╭──

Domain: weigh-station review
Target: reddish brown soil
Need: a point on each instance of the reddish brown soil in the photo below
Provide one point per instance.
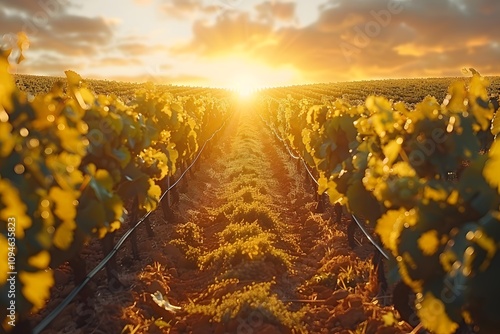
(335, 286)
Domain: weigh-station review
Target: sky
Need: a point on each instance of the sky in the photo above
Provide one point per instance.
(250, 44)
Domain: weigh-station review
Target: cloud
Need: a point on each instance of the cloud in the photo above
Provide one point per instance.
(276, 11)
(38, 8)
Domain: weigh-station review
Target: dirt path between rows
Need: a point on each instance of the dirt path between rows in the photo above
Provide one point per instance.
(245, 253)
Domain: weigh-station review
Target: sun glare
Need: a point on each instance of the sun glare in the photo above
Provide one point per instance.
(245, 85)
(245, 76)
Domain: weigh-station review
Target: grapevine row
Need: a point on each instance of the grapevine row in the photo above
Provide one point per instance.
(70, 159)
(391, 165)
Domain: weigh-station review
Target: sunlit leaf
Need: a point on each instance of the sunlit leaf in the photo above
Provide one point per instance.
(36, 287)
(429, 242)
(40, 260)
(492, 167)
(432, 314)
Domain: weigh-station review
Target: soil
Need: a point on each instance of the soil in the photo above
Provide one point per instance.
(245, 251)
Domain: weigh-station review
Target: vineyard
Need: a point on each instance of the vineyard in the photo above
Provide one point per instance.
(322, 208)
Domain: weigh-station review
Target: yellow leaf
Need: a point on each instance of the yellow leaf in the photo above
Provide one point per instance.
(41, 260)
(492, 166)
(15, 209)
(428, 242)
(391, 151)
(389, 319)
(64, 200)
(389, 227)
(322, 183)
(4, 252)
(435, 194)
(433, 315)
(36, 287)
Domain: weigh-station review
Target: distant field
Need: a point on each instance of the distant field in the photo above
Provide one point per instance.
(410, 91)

╰──

For the word "distant", count the lines of the data that contain it and give only the count.

2